— Start Data shown —
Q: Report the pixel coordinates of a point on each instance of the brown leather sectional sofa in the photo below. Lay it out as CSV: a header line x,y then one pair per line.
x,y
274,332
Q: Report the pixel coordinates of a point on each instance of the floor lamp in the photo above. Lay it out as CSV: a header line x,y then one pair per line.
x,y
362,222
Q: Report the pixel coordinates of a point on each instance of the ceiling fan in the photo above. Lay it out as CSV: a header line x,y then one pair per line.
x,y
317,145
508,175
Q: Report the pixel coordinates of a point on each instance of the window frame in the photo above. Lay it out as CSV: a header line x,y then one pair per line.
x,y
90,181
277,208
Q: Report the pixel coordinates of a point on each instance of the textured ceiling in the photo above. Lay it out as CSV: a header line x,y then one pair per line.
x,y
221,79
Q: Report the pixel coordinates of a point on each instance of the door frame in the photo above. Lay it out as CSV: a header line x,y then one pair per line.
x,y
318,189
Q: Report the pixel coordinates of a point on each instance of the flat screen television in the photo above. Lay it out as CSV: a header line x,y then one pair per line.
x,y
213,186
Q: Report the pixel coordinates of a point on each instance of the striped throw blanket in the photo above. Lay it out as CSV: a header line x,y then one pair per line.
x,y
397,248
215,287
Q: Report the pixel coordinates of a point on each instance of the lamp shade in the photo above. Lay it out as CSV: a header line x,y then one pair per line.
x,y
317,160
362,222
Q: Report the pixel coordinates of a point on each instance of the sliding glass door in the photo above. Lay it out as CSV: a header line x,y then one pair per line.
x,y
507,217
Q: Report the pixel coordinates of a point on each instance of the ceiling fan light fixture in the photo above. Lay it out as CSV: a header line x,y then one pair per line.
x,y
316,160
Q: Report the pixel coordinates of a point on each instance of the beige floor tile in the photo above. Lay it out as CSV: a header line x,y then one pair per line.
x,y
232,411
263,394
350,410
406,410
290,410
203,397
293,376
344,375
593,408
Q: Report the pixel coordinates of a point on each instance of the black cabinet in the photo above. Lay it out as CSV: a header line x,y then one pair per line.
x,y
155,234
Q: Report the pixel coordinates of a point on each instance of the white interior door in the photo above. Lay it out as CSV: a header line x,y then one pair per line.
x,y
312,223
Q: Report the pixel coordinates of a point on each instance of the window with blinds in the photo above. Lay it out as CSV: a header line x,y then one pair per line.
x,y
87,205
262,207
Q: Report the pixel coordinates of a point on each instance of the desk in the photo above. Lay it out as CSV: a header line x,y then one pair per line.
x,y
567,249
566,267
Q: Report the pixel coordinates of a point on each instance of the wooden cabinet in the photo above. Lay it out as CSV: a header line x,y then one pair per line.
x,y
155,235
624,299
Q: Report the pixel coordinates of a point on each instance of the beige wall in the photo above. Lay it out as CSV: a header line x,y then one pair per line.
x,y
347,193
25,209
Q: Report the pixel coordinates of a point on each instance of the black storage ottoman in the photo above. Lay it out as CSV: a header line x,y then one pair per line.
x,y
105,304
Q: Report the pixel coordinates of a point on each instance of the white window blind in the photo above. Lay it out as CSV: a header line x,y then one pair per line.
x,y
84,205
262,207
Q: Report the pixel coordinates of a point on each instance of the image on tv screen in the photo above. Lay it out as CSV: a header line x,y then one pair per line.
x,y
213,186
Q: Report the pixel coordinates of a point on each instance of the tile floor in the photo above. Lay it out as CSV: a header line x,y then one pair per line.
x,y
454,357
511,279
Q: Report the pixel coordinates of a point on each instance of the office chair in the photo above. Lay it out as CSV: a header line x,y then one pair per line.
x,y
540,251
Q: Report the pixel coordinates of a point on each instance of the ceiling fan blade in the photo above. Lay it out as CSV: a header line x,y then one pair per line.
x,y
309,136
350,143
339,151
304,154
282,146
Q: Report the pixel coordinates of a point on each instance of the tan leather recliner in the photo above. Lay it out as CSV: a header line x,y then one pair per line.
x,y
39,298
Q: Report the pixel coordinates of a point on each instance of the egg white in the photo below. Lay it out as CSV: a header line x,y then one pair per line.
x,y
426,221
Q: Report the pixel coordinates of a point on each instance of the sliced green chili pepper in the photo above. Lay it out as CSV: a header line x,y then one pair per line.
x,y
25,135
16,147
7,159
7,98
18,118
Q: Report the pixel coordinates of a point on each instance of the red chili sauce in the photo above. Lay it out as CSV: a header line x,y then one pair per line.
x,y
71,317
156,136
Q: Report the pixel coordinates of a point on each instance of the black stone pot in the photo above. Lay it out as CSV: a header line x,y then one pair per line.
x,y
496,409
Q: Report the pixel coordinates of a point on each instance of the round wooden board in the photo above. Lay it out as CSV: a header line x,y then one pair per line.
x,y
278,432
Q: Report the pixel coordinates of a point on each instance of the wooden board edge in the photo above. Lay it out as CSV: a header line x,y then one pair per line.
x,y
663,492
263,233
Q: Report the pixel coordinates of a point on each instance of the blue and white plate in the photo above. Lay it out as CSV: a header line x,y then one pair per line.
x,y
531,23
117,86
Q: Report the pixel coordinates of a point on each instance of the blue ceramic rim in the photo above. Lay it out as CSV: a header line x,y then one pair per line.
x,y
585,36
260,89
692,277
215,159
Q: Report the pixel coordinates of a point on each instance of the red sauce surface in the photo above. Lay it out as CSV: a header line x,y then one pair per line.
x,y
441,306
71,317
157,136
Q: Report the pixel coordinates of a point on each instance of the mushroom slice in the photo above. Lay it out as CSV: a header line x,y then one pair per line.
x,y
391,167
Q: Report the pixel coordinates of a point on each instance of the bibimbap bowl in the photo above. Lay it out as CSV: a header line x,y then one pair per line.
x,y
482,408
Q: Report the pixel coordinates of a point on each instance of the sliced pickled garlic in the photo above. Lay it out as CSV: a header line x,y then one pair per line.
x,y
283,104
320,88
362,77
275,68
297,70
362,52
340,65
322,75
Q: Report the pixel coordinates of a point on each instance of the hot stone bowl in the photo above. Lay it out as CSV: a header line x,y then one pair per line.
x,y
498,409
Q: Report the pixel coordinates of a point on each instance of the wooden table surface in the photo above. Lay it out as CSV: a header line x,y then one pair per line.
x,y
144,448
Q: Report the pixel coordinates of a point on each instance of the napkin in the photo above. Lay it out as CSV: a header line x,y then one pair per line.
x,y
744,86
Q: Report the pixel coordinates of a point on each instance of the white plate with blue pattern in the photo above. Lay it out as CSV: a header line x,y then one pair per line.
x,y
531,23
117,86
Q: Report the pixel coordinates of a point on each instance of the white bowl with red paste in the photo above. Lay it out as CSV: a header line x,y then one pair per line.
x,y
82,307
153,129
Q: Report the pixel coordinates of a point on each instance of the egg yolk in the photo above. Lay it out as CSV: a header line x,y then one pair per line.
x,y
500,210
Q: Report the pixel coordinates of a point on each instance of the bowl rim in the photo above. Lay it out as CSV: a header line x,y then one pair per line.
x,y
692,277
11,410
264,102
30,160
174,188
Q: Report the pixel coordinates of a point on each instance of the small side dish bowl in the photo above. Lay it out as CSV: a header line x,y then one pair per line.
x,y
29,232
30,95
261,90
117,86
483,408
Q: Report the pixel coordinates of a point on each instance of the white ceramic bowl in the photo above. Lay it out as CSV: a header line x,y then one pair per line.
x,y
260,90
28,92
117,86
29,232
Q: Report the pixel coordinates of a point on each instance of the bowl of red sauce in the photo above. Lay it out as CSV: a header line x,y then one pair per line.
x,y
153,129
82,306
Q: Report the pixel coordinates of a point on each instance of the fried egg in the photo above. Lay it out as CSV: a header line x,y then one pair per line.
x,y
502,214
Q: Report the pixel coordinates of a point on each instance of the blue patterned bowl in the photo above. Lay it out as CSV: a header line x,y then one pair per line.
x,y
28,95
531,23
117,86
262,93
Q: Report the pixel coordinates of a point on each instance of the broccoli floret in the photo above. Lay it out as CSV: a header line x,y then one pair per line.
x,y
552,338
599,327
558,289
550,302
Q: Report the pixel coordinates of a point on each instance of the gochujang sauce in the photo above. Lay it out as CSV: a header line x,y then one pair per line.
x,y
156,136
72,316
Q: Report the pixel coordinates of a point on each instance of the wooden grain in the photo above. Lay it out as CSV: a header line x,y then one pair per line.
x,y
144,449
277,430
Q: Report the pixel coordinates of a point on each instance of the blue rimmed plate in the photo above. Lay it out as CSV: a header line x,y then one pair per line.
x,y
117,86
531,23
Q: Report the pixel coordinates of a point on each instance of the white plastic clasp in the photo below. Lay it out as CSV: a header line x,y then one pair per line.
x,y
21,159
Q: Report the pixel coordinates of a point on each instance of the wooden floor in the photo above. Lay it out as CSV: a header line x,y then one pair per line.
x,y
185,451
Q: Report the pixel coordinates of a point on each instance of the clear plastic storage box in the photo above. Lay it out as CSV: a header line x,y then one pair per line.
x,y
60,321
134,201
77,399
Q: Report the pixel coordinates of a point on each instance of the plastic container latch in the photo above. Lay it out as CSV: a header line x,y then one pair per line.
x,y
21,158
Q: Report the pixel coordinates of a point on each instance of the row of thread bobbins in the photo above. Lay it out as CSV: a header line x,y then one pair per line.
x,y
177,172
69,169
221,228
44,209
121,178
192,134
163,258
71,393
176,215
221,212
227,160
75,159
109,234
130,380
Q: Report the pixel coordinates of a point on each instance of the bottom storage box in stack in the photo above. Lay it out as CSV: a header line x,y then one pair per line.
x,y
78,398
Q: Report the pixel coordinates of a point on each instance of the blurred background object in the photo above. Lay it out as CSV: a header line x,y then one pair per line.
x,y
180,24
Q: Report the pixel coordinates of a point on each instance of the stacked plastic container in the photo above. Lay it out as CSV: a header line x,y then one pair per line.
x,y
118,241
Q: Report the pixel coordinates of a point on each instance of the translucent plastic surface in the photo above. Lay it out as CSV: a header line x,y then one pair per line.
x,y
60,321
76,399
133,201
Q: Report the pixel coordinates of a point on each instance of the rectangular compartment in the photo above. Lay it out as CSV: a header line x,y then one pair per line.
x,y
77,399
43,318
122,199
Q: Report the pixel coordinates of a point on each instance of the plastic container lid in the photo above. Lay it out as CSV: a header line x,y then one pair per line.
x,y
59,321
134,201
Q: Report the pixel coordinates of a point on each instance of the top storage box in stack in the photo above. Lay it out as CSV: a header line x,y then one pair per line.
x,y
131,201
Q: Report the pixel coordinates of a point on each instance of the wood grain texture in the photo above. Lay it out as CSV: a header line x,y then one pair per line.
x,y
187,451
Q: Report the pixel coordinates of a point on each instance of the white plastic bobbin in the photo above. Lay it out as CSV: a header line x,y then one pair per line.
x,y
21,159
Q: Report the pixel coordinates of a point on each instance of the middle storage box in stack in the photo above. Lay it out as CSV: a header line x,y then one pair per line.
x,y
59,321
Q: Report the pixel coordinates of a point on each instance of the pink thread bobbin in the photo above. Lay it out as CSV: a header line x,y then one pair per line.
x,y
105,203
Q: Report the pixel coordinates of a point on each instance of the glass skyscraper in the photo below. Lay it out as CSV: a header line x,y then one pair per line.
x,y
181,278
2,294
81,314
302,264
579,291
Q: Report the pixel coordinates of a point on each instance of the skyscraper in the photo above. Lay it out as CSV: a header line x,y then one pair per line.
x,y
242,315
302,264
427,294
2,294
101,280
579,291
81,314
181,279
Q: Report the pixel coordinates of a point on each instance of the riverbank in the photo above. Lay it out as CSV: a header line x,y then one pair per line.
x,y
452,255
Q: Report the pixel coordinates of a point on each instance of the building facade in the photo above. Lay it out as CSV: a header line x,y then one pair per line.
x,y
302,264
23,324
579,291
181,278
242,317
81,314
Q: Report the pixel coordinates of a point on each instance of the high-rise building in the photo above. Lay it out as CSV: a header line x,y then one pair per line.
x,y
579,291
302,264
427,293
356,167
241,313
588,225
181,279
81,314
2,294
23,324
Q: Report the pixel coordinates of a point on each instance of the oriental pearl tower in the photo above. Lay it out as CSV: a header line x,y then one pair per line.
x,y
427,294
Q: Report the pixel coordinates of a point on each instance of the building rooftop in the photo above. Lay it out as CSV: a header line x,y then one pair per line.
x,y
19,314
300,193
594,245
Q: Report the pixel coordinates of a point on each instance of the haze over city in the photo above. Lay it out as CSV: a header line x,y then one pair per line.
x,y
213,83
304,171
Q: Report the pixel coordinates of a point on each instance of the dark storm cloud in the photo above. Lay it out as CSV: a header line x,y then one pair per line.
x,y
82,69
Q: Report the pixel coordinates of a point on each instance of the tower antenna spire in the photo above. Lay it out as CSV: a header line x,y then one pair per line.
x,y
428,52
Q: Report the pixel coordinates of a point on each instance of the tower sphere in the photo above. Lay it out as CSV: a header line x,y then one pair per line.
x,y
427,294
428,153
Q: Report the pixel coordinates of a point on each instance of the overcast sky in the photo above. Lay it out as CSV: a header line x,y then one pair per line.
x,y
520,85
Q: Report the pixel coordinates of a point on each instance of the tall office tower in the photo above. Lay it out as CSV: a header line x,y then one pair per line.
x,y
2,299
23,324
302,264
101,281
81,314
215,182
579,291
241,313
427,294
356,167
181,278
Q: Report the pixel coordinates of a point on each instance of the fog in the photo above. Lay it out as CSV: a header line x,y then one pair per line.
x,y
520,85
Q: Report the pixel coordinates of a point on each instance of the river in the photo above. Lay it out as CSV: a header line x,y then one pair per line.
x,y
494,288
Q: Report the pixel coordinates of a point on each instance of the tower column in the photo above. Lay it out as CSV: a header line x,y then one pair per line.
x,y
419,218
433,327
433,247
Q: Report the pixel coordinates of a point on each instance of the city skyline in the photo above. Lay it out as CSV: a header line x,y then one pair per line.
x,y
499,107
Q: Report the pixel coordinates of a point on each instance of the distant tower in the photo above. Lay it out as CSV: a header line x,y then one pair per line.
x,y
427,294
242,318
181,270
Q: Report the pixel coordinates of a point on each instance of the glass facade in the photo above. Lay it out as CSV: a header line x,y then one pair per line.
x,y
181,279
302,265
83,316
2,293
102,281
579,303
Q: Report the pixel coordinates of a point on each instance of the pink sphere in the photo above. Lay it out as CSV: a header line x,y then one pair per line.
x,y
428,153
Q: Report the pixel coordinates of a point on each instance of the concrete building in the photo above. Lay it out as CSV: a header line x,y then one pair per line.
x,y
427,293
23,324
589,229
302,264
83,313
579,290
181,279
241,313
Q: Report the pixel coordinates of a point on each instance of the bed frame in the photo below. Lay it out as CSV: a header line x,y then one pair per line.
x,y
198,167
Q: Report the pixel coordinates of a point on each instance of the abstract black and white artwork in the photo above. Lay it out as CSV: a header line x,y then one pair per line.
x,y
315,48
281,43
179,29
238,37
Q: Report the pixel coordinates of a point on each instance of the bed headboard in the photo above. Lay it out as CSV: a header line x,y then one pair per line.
— End Data shown —
Include both ends. Return the line holding "of the concrete" and all lines after it in the records above, exactly as written.

[Exercise output]:
Q: Report the pixel coordinates of a point on each instance of the concrete building in the photo above. Lay it out as CSV: a header line x,y then one pair per line.
x,y
427,293
23,324
589,229
302,264
83,313
579,290
181,279
241,313
Q: Report the pixel coordinates of a point on each instance of the bed frame in the photo below. Lay it out as CSV: a header line x,y then one pair per line.
x,y
198,167
Q: Report the pixel coordinates of a point on each instance of the abstract black and white artwork in the photo above. Lay it out as CSV: a header line x,y then one pair per line.
x,y
315,48
281,43
179,29
238,37
Q: Report the pixel coordinates of a point on each instance of the bed headboard in the photo above. Lay it out as CSV: a header line x,y then one pair per line.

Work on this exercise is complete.